**PROVIDED RECORDS**

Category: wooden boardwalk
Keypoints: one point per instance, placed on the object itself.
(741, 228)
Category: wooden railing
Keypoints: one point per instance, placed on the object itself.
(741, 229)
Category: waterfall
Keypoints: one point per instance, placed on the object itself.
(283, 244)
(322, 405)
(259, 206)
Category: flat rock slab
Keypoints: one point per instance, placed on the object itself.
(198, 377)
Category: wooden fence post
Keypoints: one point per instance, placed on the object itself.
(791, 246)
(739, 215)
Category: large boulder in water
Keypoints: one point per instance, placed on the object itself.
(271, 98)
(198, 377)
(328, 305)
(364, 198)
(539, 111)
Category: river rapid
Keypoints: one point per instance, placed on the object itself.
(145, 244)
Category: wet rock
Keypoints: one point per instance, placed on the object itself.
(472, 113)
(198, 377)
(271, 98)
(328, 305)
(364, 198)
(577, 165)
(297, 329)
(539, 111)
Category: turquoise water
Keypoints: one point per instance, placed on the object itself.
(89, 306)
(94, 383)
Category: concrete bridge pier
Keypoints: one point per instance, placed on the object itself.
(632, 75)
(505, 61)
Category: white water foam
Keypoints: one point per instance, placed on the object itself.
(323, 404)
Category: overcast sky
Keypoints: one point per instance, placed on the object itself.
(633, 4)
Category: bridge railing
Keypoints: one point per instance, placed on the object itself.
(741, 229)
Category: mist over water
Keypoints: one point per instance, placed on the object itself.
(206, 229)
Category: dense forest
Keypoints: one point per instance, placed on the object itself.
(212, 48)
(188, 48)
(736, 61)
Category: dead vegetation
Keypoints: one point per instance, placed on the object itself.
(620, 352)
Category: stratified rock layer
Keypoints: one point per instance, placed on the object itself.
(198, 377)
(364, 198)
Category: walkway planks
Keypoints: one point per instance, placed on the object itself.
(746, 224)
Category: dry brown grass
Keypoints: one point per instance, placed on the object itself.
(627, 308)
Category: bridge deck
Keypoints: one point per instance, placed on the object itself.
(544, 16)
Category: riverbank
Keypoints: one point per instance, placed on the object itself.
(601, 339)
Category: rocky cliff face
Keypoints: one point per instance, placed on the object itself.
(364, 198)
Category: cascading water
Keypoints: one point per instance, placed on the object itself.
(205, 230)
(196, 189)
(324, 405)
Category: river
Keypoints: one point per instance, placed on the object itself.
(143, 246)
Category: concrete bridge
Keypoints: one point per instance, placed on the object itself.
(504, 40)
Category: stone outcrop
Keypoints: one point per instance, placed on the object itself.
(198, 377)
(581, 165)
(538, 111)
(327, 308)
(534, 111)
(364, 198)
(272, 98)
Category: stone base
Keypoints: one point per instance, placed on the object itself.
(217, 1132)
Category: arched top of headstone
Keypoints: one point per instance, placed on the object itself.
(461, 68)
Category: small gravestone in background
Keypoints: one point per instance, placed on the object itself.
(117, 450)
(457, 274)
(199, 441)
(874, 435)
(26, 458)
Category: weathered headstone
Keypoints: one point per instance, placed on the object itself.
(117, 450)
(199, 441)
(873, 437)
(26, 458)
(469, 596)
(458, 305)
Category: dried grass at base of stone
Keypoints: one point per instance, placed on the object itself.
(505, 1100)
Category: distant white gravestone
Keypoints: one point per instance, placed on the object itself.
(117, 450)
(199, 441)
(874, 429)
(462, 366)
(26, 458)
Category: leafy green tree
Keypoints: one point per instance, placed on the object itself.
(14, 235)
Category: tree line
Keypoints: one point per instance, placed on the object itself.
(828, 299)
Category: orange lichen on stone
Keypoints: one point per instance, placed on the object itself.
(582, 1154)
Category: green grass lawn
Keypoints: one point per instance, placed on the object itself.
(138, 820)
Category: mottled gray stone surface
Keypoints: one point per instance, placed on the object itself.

**ACTIVITY**
Every line of the listing should be repeated exactly.

**RESULT BELOW**
Category: wooden boardwalk
Keypoints: one point per instance, placed on the object itself.
(741, 228)
Category: wooden railing
Keypoints: one point per instance, placed on the object itself.
(741, 229)
Category: waterfall
Keypoints: one point per instance, placed on the object itself.
(283, 244)
(322, 405)
(259, 206)
Category: flat rock slab
Keypoints: one point per instance, placed on the object itself.
(198, 377)
Category: wooden fence post
Keypoints: one point per instance, placed on the object itself.
(791, 246)
(739, 215)
Category: large boulder in water
Keypoints: one point per instance, placed on the object itself.
(271, 98)
(198, 377)
(328, 305)
(364, 198)
(539, 111)
Category: river rapid
Keypoints: one point per instance, placed on the object itself.
(145, 244)
Category: wet rock
Keypoints: one point per instance, placed on the object itself.
(472, 113)
(198, 377)
(271, 98)
(328, 305)
(364, 198)
(577, 165)
(297, 329)
(539, 111)
Category: turquoise water
Keypoints: one point per instance, placed on the object itself.
(89, 306)
(94, 383)
Category: concrete bridge pier
Keypoints: one point per instance, placed on the object itself.
(632, 75)
(505, 61)
Category: white water foam
Keypoints: one point per instance, placed on the object itself.
(323, 404)
Category: overcast sky
Keypoints: one point per instance, placed on the object itself.
(633, 4)
Category: bridge railing
Keypoints: one point per instance, placed on the object itself.
(741, 229)
Category: mist over water
Keypoints: one point per instance, placed on the object itself.
(206, 229)
Category: dense forest
Keypoints: one point per instance, placed on the object itself.
(212, 48)
(188, 48)
(736, 61)
Category: dead vegetation
Keypoints: one point per instance, placed on the object itself.
(620, 352)
Category: stratified rock layer
Keypoints: one point per instance, placed on the object itself.
(198, 377)
(364, 198)
Category: walkway planks
Keypoints: one point per instance, placed on the object itself.
(746, 224)
Category: dry brown grass
Keypoints: one point per instance, placed on the object itself.
(627, 308)
Category: bridge deck
Keypoints: one point per instance, placed on the object itself.
(544, 16)
Category: riverbank
Keypoints: one point per instance, placed on the object itself.
(601, 339)
Category: rocky cliff face
Keypoints: one point per instance, placed on the object itself.
(364, 198)
Category: cascading water
Keypoints: one point per instance, placed on the object itself.
(205, 230)
(196, 189)
(324, 405)
Category: river
Keypoints: one point per instance, placed on the object itself.
(143, 246)
Category: concrete bridge
Keypoints: one point per instance, placed on the object itself.
(504, 40)
Category: stone outcrop
Keypoints: one point per instance, placed on the object itself.
(198, 377)
(581, 165)
(538, 111)
(327, 308)
(534, 111)
(364, 198)
(272, 98)
Category: stone base
Keypoints: one point per instance, placed on the object itself.
(217, 1132)
Category: arched top of headstone
Keypoints: one point per instance, placed on the object itself.
(461, 68)
Category: small gravestone in background
Keypoints: one point per instance, placed on the object itself.
(117, 450)
(457, 274)
(199, 441)
(874, 435)
(26, 458)
Category: weathered headstone
Keypoints: one point per instance, placed on the object itself.
(117, 450)
(199, 441)
(873, 437)
(26, 458)
(469, 596)
(458, 305)
Category: dried grass at base of stone
Keypoints: one point per instance, placed on the object itself.
(505, 1100)
Category: distant white gravestone
Keypoints: one point per instance, placed on the object itself.
(117, 450)
(199, 441)
(874, 429)
(462, 366)
(26, 458)
Category: leafy green tree
Keypoints: one point per instance, placed on the object itself.
(14, 235)
Category: tree line
Keypoints: one point per instance, placed on the object itself.
(828, 299)
Category: orange lichen on stone
Keypoints: one point per instance, placed on the object itself.
(582, 1154)
Category: green grass lawn
Keypoints: one point per instance, placed on the object itself.
(138, 820)
Category: mottled gray stone surface
Keypoints: one point per instance, placed on the object itself.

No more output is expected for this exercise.